Kenya Engineering Workers Union v Devki Steel Mills Limited [2016] KEELRC 154 (KLR)

Kenya Engineering Workers Union v Devki Steel Mills Limited [2016] KEELRC 154 (KLR)

REPUBLIC OF KENYA

IN THE EMPLOYMENT AND LABOUR RELATIONS COURT

AT NAIROBI

CAUSE NO. 1197 OF 2015

KENYA ENGINEERING WORKERS UNION …..…. CLAIMANT

VERSUS

DEVKI STEEL MILLS LIMITED ……..…..….. RESPONDENT

M/S. Guserwa for claimant

Mr Baabu for respondent

JUDGMENT

1. The claimant union filed a memorandum of claim together with a notice of motion application on a certificate of urgency on 9th July 2015.  The claimant/applicant obtained interim orders on the even date restraining the respondent from locking out its employees contrary to Section 76 of Labour Relations Act, as read with Clause 26 of the parties Collective Bargaining Agreement (CBA).  The respondent was to let all the employees locked out return to work unconditionally pending the hearing and determination of the application interpartes.

2. The application was later on dispensed with and the parties proceeded on the main suit.  The interim orders were extended until the hearing and determination of the main suit.

========================================================================

# Problems to solve
1) Decide whether each statement agrees with the judgment, answering yes or no and quoting the words of the judgment that settle it:
(a) The claimant filed its memorandum of claim on 9th July 2015.
(b) The application was heard interpartes before the parties moved on to the main suit.
(c) Mr Baabu appeared for the claimant.
2) Answer these questions from the judgment:
(a) In which court and at which location was the cause filed?
(b) Which section of the Labour Relations Act did the lockout allegedly contravene?
(c) Who appeared for the claimant?
3) Reproduce the passage of the judgment that opens with the words "DEVKI STEEL MILLS LIMITED ……..…..….." and closes with "the application interpartes.".
The data that comes after this judgment is separate material.

# Items

========================================================================

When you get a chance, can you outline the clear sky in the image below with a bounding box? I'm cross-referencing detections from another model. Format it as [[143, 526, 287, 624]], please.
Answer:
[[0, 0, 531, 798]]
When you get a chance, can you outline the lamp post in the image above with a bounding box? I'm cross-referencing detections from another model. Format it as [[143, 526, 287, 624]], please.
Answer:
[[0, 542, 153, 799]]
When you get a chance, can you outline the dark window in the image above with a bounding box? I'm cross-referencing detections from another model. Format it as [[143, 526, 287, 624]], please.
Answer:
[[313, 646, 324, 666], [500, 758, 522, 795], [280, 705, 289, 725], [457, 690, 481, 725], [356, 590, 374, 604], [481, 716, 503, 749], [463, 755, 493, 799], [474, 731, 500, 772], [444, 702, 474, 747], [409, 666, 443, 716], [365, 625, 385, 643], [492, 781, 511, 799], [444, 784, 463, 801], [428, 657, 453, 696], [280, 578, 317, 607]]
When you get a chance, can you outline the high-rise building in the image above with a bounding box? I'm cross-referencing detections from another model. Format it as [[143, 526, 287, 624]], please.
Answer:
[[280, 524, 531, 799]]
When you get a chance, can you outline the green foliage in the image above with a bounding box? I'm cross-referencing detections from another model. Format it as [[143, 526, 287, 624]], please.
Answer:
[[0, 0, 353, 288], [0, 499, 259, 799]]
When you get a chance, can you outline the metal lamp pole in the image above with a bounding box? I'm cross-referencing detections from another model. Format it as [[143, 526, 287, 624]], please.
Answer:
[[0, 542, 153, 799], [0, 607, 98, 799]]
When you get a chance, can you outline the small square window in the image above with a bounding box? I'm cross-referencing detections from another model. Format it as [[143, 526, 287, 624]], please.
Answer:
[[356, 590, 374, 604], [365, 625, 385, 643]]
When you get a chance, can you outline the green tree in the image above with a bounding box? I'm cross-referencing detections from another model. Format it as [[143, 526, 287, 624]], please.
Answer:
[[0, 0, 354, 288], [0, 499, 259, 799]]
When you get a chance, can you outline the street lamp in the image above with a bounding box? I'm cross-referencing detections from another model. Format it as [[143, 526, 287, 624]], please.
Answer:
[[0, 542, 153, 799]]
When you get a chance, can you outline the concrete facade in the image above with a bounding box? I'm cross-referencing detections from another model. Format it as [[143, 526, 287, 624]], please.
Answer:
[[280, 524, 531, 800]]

========================================================================

# Solutions for each task
1)
(a) Yes: "The claimant union filed a memorandum of claim together with a notice of motion application on a certificate of urgency on 9th July 2015."
(b) No: "The application was later on dispensed with and the parties proceeded on the main suit."
(c) No: "Mr Baabu for respondent"

2)
(a) The Employment and Labour Relations Court at Nairobi.
(b) Section 76.
(c) M/S. Guserwa.

3)
DEVKI STEEL MILLS LIMITED ……..…..….. RESPONDENT

M/S. Guserwa for claimant

Mr Baabu for respondent

JUDGMENT

1. The claimant union filed a memorandum of claim together with a notice of motion application on a certificate of urgency on 9th July 2015.  The claimant/applicant obtained interim orders on the even date restraining the respondent from locking out its employees contrary to Section 76 of Labour Relations Act, as read with Clause 26 of the parties Collective Bargaining Agreement (CBA).  The respondent was to let all the employees locked out return to work unconditionally pending the hearing and determination of the application interpartes.